What you should do ▸ Write out again only the lines running from the one that contains "red tractor wheel" to the end of the records below, including both the first and the last.

Recorded data ▸

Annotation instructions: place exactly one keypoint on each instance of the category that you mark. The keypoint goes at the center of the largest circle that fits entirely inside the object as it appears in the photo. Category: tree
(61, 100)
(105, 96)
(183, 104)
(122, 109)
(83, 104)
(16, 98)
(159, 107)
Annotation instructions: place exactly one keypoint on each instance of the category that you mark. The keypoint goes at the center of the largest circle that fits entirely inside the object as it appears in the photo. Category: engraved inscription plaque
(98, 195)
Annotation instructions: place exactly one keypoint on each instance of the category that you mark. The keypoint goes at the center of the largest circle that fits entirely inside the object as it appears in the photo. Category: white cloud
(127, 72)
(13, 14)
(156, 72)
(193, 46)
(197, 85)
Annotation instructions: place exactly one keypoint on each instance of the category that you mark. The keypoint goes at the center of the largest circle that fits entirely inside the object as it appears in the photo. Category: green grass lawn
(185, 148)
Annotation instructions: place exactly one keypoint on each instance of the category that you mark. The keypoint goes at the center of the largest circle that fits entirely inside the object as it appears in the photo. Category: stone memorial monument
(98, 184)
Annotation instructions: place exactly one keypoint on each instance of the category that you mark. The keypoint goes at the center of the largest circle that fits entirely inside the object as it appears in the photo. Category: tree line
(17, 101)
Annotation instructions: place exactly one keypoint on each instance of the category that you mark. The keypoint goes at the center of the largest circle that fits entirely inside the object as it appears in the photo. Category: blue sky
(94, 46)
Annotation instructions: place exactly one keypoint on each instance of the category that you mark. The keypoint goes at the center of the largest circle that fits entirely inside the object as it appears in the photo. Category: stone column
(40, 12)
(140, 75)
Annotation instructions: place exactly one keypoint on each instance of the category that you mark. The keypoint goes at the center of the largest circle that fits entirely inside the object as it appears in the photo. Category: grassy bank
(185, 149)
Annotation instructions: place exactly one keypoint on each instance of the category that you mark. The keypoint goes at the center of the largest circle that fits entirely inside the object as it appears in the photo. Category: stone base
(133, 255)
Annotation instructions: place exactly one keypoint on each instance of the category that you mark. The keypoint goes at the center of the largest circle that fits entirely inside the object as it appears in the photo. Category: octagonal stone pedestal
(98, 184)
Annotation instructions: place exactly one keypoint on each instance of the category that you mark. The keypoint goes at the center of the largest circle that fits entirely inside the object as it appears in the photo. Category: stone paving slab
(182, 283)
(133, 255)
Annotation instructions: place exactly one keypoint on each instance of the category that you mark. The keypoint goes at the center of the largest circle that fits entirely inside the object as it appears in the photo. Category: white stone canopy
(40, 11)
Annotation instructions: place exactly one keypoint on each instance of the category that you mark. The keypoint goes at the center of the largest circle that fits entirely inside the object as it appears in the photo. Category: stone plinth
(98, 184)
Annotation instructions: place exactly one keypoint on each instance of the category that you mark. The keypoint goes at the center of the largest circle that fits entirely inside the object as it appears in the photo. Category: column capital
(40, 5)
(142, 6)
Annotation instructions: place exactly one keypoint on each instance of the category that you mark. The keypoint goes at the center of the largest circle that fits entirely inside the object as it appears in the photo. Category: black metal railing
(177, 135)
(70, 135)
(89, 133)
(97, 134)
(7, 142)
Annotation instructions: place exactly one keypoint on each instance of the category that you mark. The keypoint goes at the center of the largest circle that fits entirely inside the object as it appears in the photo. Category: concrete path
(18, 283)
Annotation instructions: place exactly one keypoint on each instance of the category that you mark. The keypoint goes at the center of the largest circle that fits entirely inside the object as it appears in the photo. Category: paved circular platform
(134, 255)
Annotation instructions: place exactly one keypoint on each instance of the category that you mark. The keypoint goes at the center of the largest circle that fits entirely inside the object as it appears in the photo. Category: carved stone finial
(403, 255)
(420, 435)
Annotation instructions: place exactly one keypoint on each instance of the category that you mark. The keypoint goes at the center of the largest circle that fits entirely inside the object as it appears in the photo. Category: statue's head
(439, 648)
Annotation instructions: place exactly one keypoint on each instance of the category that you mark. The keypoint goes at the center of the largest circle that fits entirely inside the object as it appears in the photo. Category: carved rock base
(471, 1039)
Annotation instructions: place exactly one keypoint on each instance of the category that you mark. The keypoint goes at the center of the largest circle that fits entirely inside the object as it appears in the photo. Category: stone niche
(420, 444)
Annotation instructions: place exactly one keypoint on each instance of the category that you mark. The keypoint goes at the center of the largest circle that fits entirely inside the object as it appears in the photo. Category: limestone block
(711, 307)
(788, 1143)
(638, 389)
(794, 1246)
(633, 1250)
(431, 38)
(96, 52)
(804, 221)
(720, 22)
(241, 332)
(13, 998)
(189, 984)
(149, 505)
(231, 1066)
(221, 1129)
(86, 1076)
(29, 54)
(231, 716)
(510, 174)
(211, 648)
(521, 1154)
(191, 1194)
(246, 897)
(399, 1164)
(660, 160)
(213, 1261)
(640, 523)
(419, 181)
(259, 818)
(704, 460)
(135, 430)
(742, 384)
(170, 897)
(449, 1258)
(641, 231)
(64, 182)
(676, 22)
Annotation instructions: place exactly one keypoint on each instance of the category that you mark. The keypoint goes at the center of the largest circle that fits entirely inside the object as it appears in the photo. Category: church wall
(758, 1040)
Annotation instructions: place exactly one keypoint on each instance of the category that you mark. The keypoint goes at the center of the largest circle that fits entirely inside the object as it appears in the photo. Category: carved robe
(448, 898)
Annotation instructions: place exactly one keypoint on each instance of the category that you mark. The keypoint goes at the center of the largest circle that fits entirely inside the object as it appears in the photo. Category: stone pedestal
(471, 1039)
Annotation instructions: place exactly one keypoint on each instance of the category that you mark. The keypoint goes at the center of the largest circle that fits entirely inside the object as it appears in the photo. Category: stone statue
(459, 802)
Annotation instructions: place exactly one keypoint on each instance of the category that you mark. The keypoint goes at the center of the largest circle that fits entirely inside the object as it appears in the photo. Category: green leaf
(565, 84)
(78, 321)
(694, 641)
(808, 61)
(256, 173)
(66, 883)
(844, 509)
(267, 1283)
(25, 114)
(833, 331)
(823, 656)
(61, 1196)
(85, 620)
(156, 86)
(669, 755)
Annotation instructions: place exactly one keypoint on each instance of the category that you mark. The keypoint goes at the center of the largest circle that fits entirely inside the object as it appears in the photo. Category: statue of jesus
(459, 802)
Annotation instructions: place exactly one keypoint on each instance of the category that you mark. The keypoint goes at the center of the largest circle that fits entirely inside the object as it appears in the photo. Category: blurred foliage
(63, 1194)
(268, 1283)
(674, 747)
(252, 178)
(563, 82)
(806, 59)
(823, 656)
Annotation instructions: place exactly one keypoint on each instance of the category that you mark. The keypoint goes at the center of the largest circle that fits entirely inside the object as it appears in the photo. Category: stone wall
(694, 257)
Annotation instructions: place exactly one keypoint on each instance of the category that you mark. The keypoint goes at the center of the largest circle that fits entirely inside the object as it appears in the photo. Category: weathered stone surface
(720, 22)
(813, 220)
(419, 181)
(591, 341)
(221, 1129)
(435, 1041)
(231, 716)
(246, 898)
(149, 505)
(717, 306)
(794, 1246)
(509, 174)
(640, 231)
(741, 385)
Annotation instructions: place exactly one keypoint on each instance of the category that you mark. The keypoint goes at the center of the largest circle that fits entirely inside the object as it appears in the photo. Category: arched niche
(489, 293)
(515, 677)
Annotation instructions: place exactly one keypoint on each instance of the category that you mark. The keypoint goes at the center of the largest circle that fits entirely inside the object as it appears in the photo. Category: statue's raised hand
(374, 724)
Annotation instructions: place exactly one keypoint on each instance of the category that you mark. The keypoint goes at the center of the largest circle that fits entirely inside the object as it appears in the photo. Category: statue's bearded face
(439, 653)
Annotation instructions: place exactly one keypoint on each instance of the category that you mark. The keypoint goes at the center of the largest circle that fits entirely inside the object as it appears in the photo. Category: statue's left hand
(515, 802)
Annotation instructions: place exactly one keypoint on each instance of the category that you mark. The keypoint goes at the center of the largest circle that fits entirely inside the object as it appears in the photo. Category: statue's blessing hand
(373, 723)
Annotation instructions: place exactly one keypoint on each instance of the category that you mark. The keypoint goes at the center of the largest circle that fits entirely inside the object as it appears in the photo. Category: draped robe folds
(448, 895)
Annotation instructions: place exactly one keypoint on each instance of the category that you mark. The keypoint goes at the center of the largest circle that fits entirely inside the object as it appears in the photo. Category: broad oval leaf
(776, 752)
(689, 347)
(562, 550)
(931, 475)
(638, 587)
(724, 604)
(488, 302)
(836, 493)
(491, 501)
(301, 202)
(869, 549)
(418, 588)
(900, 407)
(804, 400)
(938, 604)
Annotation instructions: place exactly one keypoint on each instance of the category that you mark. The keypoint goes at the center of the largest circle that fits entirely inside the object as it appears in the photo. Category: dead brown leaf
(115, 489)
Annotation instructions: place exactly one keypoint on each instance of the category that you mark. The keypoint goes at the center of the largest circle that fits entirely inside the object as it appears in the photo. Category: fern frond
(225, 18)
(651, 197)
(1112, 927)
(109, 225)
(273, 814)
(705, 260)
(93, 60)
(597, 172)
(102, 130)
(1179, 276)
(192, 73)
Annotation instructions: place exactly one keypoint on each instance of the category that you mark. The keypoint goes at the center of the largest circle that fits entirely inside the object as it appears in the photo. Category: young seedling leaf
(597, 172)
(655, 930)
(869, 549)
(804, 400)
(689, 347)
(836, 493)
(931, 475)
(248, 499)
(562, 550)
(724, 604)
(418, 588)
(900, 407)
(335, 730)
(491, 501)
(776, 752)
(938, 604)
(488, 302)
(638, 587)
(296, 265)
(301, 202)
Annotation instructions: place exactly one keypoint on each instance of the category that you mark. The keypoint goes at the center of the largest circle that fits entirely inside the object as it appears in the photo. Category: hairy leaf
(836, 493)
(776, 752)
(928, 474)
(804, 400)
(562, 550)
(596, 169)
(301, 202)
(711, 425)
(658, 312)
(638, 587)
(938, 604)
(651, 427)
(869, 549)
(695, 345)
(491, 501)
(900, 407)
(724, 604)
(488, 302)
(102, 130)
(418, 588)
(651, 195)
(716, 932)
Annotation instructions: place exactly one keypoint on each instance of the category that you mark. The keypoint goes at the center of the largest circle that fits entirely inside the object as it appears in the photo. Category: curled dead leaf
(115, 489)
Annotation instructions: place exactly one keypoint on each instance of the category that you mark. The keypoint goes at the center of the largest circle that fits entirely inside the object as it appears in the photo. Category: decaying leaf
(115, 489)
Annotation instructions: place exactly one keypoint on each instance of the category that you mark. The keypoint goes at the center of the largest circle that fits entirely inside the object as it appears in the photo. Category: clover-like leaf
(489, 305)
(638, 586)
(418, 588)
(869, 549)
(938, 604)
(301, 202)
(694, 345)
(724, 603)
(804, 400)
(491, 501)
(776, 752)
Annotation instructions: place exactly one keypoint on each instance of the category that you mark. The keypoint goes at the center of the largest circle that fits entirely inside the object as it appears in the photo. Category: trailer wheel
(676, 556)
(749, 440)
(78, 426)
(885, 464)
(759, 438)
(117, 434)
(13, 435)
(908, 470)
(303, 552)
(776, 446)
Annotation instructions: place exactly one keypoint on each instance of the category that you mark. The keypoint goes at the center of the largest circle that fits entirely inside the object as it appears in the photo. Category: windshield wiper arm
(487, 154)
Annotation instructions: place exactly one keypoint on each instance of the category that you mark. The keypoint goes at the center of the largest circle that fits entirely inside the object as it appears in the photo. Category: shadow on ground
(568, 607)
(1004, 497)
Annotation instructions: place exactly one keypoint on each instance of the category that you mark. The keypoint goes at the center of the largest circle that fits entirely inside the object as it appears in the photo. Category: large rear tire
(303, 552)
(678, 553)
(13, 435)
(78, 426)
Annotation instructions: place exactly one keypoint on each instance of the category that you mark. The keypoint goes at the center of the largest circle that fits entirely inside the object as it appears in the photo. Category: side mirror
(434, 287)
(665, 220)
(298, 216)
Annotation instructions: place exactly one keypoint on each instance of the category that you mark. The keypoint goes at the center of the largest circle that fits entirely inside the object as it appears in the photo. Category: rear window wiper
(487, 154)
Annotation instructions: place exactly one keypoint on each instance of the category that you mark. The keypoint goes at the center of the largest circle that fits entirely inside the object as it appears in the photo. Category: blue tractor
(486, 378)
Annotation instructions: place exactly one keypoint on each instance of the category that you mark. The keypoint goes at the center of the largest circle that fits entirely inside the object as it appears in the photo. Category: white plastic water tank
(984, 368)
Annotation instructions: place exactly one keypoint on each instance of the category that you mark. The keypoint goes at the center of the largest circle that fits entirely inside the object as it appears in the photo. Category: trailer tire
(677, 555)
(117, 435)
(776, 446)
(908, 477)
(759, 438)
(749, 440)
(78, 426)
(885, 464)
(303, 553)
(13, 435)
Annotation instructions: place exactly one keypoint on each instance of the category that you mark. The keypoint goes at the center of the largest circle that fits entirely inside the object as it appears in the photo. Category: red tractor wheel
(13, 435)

Expected answer ▸
Annotation instructions: place exactly one keypoint on each instance of the category that you mark. The keypoint goes at the center of the largest circle that fits entirely inside the object as it appears in the photo. Category: red tractor wheel
(13, 435)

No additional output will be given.